■ **TASK PROMPT**
All records below must be retyped exactly.

Object location annotation data:
__________________________________________________

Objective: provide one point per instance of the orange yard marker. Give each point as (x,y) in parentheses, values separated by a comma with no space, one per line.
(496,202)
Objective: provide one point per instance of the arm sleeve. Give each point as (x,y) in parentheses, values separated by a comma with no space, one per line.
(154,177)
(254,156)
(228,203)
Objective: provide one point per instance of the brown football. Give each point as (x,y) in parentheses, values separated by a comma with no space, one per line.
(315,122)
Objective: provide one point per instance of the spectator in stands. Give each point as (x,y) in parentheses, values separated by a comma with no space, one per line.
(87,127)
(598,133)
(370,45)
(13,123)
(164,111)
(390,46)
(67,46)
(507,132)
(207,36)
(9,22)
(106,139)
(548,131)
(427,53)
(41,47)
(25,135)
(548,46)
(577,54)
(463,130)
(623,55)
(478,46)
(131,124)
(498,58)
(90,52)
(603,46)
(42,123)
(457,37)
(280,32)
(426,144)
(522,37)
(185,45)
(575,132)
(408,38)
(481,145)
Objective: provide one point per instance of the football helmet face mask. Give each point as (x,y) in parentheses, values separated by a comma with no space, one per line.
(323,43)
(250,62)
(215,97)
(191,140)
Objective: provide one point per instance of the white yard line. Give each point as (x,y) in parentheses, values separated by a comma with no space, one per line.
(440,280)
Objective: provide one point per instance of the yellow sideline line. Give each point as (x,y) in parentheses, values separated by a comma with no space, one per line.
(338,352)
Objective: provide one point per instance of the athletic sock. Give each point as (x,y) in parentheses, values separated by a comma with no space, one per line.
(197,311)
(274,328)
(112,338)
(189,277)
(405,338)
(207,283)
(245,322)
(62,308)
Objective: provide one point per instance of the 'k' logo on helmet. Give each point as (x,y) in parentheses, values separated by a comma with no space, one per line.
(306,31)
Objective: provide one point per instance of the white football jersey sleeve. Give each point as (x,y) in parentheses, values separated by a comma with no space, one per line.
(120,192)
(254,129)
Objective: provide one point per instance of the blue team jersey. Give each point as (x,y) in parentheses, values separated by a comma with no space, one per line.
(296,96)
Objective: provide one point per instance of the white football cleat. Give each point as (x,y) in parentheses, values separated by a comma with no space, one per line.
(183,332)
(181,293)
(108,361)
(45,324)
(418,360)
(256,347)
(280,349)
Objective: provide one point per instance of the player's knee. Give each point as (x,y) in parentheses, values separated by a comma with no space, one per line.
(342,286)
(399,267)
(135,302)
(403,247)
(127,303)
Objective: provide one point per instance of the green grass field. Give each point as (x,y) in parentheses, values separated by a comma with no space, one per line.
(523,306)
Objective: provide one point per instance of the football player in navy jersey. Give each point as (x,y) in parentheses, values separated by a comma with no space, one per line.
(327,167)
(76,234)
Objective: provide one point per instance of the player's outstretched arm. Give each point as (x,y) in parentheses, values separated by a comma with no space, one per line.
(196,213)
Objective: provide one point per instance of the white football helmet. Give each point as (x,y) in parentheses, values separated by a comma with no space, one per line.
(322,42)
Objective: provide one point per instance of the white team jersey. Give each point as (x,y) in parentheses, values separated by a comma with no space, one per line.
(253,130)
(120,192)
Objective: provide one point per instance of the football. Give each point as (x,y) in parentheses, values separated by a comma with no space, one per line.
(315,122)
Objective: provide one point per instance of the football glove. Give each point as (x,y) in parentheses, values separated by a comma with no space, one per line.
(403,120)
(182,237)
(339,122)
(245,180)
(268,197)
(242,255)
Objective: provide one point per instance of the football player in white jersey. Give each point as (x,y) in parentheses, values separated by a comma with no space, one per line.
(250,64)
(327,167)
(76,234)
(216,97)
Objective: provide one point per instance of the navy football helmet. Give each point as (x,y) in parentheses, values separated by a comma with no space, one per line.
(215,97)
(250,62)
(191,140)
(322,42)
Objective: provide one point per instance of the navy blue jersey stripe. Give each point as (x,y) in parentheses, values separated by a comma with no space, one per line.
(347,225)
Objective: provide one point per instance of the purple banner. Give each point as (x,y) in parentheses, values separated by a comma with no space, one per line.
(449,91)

__________________________________________________

■ **EXERCISE RESULT**
Objective: provide one point per instance of the orange yard marker. Give each point as (x,y) in parentheses, values separated by a comma with no space, one per line.
(496,202)
Objective: provide one point per instance of the arm sleeve. Give each point as (x,y) in parentheses, values separated by a comma with no space, one per line.
(154,177)
(254,156)
(228,203)
Objective: provide one point per instance of the brown football. Give each point as (x,y) in parentheses, values separated by a comma with no space, one per line.
(315,122)
Objective: provide one point per instance of the spectator in stands. Give each point as (x,y) in parentheses, values separated by a comma with no space, one per line.
(87,127)
(598,133)
(370,45)
(13,123)
(164,111)
(390,46)
(67,46)
(507,132)
(207,36)
(9,22)
(106,139)
(548,131)
(427,53)
(41,47)
(25,135)
(548,46)
(577,54)
(463,130)
(623,55)
(478,46)
(131,124)
(498,58)
(90,52)
(603,46)
(42,123)
(457,37)
(280,32)
(426,144)
(522,37)
(185,45)
(575,132)
(408,38)
(481,145)
Objective: provide one point per instance of the football helmet face mask. Give each point as (x,y) in parentheses, values separated by a comma with no space, one per line.
(323,43)
(250,62)
(215,97)
(191,140)
Objective: provide one point per instance of the white yard line. Give each point as (x,y) in parentheses, values separated by a comma with no space, one per line.
(440,280)
Objective: provide one point per instance of the yellow sideline line. Give each point as (x,y) in parentheses, values separated by a comma with no space, one per line.
(338,352)
Objective: provide one point per instance of the athletic sock. Give each point as (x,y) in parentheses, values separated by a comma with no space, one per line.
(197,311)
(274,328)
(112,338)
(189,277)
(405,338)
(207,283)
(245,322)
(62,308)
Objective: provide one point per instance of the 'k' logo on helmet. Give each point as (x,y) in parentheses, values separated by a comma with no space, one per line.
(306,31)
Objective: provide one point per instance of the white football jersey sleeve. Give each point as (x,y) in parentheses, values separated by a comma with no space, one per line.
(120,192)
(254,129)
Objective: provide one point per instance of the blue team jersey. Give each point as (x,y) in parentheses, values separated by a comma with no space, one per line.
(296,96)
Objective: provide one point per instance of the white football cleat. Give each point as (x,y) in parentheses, values separated by a comma with no space, one per line.
(183,332)
(181,293)
(108,361)
(45,324)
(418,360)
(256,347)
(280,349)
Objective: provide one point per instance of the player's knee. Give each point as (x,y) in parentheses, values separated by a comma with no space, one per line.
(342,286)
(399,267)
(135,302)
(403,247)
(127,303)
Objective: provide one point per instance of the green grass field. Give each point as (x,y) in parentheses, values separated by a comma with no space, one per line.
(523,306)
Objective: provide one point per instance of the football player in navy jersey. Give each point as (x,y) in parentheses, values separated by a comma with no space, one per line.
(327,167)
(76,234)
Objective: provide one point per instance of the player's outstretched arm. Give each point as (x,y) in parentheses, values separated by a comma with no space, one per line.
(196,213)
Objective: provide one point per instance of the white football helmet. Give each point as (x,y) in parentheses, values separated by a comma with no space, one per line.
(322,42)
Objective: provide one point per instance of the white team jersey. Give each point as (x,y) in parentheses, values separated by a comma with no space, one per line.
(253,130)
(120,192)
Objective: provide one point per instance of the football. Give each point as (x,y) in parentheses, values separated by a comma with no space, one per line.
(315,122)
Objective: provide one point per instance of the football glove. Give each point as (x,y) in parentheses, values separated by a comma with no space, one per line.
(403,120)
(182,237)
(339,122)
(245,180)
(268,197)
(242,255)
Objective: provide one point per instance of the football player in white jersey. Give each point as (x,y) in parentheses, values separated by a comma with no space, one per line.
(250,64)
(327,167)
(76,234)
(216,97)
Objective: provide one point per instance of the navy football helmet. Give each point as (x,y) in parentheses, values separated by a comma with no space, one per line.
(215,97)
(250,62)
(191,140)
(322,42)
Objective: provide one point per instance of the navy blue jersey stripe. Give each point as (x,y) in parentheses, values separated by a comma with no space, one per line.
(347,225)
Objective: provide one point per instance of the purple banner. Give each point as (x,y) in parentheses, values separated by a comma with no space, one per line.
(449,91)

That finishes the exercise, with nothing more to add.